__Work order__: Transcribe every line of the records verbatim.

[Opening Given information section]

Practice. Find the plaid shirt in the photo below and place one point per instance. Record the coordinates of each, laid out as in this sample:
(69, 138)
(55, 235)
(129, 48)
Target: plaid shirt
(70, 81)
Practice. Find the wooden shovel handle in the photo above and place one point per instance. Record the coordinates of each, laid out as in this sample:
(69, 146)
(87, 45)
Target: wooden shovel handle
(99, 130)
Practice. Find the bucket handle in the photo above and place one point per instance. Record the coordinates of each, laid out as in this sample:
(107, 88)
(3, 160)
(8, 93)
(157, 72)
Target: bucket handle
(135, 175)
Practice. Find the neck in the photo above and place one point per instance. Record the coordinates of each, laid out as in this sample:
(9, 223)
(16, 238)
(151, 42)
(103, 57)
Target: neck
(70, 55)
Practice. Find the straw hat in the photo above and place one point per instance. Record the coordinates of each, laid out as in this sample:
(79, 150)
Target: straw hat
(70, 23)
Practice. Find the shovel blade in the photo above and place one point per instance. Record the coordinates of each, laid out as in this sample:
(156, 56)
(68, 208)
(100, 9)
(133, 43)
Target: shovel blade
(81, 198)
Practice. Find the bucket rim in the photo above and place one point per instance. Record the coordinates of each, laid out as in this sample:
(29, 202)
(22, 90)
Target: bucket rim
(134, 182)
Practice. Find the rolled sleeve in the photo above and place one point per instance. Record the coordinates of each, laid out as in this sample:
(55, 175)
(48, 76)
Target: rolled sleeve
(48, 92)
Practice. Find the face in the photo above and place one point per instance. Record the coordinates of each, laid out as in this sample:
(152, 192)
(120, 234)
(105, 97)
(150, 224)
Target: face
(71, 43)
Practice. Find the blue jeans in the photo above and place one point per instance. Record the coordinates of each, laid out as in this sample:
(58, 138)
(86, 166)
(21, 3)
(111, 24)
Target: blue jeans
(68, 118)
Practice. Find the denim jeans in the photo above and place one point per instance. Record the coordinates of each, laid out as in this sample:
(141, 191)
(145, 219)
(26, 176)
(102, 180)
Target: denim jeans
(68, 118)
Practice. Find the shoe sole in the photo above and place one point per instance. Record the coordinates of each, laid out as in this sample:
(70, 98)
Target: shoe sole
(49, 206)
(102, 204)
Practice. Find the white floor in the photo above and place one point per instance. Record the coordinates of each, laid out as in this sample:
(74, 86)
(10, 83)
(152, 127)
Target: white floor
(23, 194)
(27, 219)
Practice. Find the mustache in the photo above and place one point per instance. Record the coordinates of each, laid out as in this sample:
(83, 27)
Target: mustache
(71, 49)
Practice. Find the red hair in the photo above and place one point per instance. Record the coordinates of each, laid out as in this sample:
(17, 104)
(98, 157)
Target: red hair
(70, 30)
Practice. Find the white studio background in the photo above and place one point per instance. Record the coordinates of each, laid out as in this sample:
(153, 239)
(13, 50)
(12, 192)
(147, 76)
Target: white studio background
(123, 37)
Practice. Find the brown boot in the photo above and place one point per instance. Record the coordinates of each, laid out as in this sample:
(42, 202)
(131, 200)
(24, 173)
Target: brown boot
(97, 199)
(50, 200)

[Closing Given information section]

__Written solution__:
Practice. Find the plaid shirt in the photo below and place one point per instance. Record the coordinates of each, laid out as in this sample:
(69, 138)
(55, 235)
(129, 48)
Target: plaid shirt
(70, 81)
Practice. Find the wooden shovel handle in the photo above and place one point per instance. Record the coordinates of each, laid out as in this sample:
(69, 146)
(87, 45)
Target: wooden shovel handle
(99, 130)
Practice. Find the bucket handle in the photo above and place one point per instance. Record the coordinates of each, laid out as in this sample:
(107, 88)
(3, 160)
(8, 93)
(157, 72)
Target: bucket handle
(135, 175)
Practice. Find the neck in the photo above and place one point per instance. Record the coordinates of each, laid out as in this sample:
(9, 223)
(16, 238)
(151, 42)
(103, 57)
Target: neck
(70, 55)
Practice. Find the straw hat in the photo above and place one point per instance. Record the coordinates of each, laid out as in this sample:
(79, 150)
Target: straw hat
(70, 23)
Practice. Find the shovel blade in the photo above and place one point per instance. Record the coordinates of each, laid out as in this sample:
(156, 56)
(68, 208)
(100, 9)
(133, 43)
Target: shovel blade
(81, 198)
Practice. Find the bucket rim in the photo above and place one point per instance. Record the coordinates of each, laid out as in this sample:
(29, 202)
(22, 90)
Target: bucket rim
(134, 182)
Practice. Find the rolled sleeve in the photo above and place one point per instance. Record the coordinates of each, laid out as in this sample:
(55, 175)
(48, 76)
Target: rolled sleeve
(48, 92)
Practice. Find the face in the photo above and place one point per instance. Record the coordinates of each, laid out as in this sample:
(152, 192)
(120, 234)
(105, 97)
(150, 224)
Target: face
(71, 43)
Practice. Find the blue jeans in the photo above and place one point per instance. Record the coordinates of each, laid out as in this sample:
(58, 138)
(86, 166)
(21, 3)
(111, 24)
Target: blue jeans
(68, 118)
Practice. Find the denim jeans in the photo above and place one point per instance. Record the coordinates of each, laid out as in this sample:
(141, 191)
(145, 219)
(26, 176)
(102, 180)
Target: denim jeans
(68, 118)
Practice. Find the shoe sole in the photo above and place one point per instance. Record the coordinates of each, laid out as in this sample:
(70, 98)
Target: shoe sole
(49, 206)
(102, 204)
Practice. Find the white floor in the photo above and place one point per instance. Record the coordinates of each, laid out as in this sample:
(74, 86)
(10, 83)
(152, 127)
Target: white floor
(23, 194)
(27, 219)
Practice. Find the mustache in the photo above and place one point per instance. Record the coordinates of each, laid out as in this sample:
(83, 27)
Target: mustache
(71, 49)
Practice. Find the red hair in the photo above and place one point per instance. Record the coordinates of each, laid out as in this sample:
(17, 104)
(98, 157)
Target: red hair
(70, 30)
Practice. Find the white studio background in the photo above and place one point per instance. Record the coordinates of each, laid out as in this sample:
(153, 239)
(13, 50)
(12, 192)
(147, 76)
Target: white studio background
(123, 37)
Practice. Find the brown boot in the photo above and place one point per instance. Record the coordinates of each, laid out as in this sample:
(42, 202)
(131, 200)
(24, 173)
Target: brown boot
(97, 199)
(50, 200)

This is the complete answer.